▶ **取り組む課題**:
a - コラムの中で、筆者はバイクでどこから飛ばして降りてきましたか。
b - コラムの「電信柱が高いのも、郵便ポストが赤いのも…一体誰のせいなの? 菅野直基」から「ぐにバイクを停車させました。」までを両端も含めて書き直し、その際「バイク」を「オートバイ」に変えてください。
c - 電信柱と郵便ポストを話題にしたコラムを、最後の文の後から書き継いでください。

▶ **引用本文**:
2021年11月12日11時22分

電信柱が高いのも、郵便ポストが赤いのも…一体誰のせいなの? 菅野直基

コラムニスト : 菅野直基

うまくいかないことをすべて人のせいにする人が多い。だから、うまくいかないことを自分のせいだと考える人がいたら、「えっ!?」と思うのではないでしょうか。

しかし表向きは「電信柱が高いのも、郵便ポストが赤いのもすべて私のせい」と言っていても、心の中ではイライラしているものではないかと思います。自分を責めても責めきれないし、責めた結果、それを次回に向けた教訓としていくなら健全です。

車のブレーキは摩擦させることで減速させるため、ものすごい熱を発します。以前、バイクで富士山5合目から飛ばして降りてきたら、過熱でブレーキの効きが悪くなるフェード現象が出たので、これは危険だと思ってすぐにバイクを停車させました。

だいぶ時間がたったので、ディスクブレーキが冷えただろうと考えてちょっと触れてみました。「熱ちっ!」大変な高熱で火傷をし、水ぶくれができてしまいました。それは私の責任です。ディスクブレーキが熱いのにそれを触ってしまったからです。

▶ **保存データ**:
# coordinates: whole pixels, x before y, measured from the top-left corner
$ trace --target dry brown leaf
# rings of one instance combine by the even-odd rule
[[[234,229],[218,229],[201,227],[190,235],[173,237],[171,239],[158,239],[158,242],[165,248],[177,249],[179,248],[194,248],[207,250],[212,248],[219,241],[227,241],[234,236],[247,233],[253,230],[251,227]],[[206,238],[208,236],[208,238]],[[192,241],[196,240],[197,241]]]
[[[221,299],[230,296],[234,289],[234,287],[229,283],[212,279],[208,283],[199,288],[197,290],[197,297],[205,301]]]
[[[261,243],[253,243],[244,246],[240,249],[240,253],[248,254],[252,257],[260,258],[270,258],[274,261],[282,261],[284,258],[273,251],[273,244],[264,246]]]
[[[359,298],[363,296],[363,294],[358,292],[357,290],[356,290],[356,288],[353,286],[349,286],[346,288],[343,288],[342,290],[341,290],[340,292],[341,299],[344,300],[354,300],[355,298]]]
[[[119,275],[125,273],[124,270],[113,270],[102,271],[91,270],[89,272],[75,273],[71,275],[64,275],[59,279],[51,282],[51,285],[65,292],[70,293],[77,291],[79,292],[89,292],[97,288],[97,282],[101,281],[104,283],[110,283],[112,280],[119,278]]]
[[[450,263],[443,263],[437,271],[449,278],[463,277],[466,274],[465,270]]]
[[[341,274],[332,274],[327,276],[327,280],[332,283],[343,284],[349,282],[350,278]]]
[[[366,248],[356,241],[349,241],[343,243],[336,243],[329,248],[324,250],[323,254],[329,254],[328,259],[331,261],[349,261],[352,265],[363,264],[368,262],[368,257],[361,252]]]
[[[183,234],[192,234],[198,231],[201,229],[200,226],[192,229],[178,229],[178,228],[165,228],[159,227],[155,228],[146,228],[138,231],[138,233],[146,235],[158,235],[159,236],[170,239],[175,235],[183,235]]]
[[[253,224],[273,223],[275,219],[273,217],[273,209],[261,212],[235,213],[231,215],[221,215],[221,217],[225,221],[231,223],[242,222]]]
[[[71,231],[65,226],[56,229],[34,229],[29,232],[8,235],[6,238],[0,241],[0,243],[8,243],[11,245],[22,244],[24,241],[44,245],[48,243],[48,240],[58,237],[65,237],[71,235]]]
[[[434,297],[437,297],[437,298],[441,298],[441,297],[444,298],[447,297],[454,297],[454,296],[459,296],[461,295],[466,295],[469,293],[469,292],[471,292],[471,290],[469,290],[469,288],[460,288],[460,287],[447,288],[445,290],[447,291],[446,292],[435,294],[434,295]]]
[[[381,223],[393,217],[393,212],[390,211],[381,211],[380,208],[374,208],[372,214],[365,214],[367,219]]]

▶ **課題の解答**:
a - 富士山5合目から飛ばして降りてきました。

b -
電信柱が高いのも、郵便ポストが赤いのも…一体誰のせいなの? 菅野直基

コラムニスト : 菅野直基

うまくいかないことをすべて人のせいにする人が多い。だから、うまくいかないことを自分のせいだと考える人がいたら、「えっ!?」と思うのではないでしょうか。

しかし表向きは「電信柱が高いのも、郵便ポストが赤いのもすべて私のせい」と言っていても、心の中ではイライラしているものではないかと思います。自分を責めても責めきれないし、責めた結果、それを次回に向けた教訓としていくなら健全です。

車のブレーキは摩擦させることで減速させるため、ものすごい熱を発します。以前、オートバイで富士山5合目から飛ばして降りてきたら、過熱でブレーキの効きが悪くなるフェード現象が出たので、これは危険だと思ってすぐにオートバイを停車させました。

c -
最近のハイブリッドカーでは「回生ブレーキ」といって、ブレーキで過熱された熱をエネルギーに利用するというシステムがあります。「電信柱が高いのも、郵便ポストが赤いのもすべて私のせい」と言って自分に責任があると考えるのは、ブレーキをかけて熱を溜め込むことに似ています。そのエネルギーを回生させて、感謝や前進に向けられたら素晴らしいと思います。

「すべて私のせい!」と考えたら、その行き先は、自虐的、自罰的、内罰的になります。行き着くところは、自分を傷つけ、自害することにつながります。そこに行く前に、人は「すべて私のせい!」から「私にも責任の一端はあるが、あなたにも責任があるんじゃない!」と人を責めるようになり「すべて人や状況のせい!」と考えるようになる人もいます。

人類の先祖であるアダムは、妻に禁じられた木の実を食べるようにと誘惑されて食べてしまったときに、神様から怒られることを察知して神様から隠れました。神様はアダムに「あなたは、どこにいるのか?」と探しに来られました。

「そよ風の吹くころ、彼らは園を歩き回られる神である主の声を聞いた。それで人とその妻は、神である主の御顔を避けて園の木の間に身を隠した。神である主は、人に呼びかけ、彼に仰せられた。『あなたは、どこにいるのか。』」(創世記3:8、9)

罪を犯した人は、相手の目を真っすぐに見られなくなります。アダムが神様に罪を犯していなければ「はい神様、私はここにおります」とすぐに出て行ったことでしょう。この時のアダムは、かくれんぼ遊びをしていたのではないのです。

最初アダムは、自分を責めたことでしょう。しかし次に「私を誘惑した妻のエバにも責任があった。エバが悪い!」と考えるようになり、最後は「妻のエバを造り、エバを私に与えた神様、あなたが悪いのです!」と矛先を神様に向けました。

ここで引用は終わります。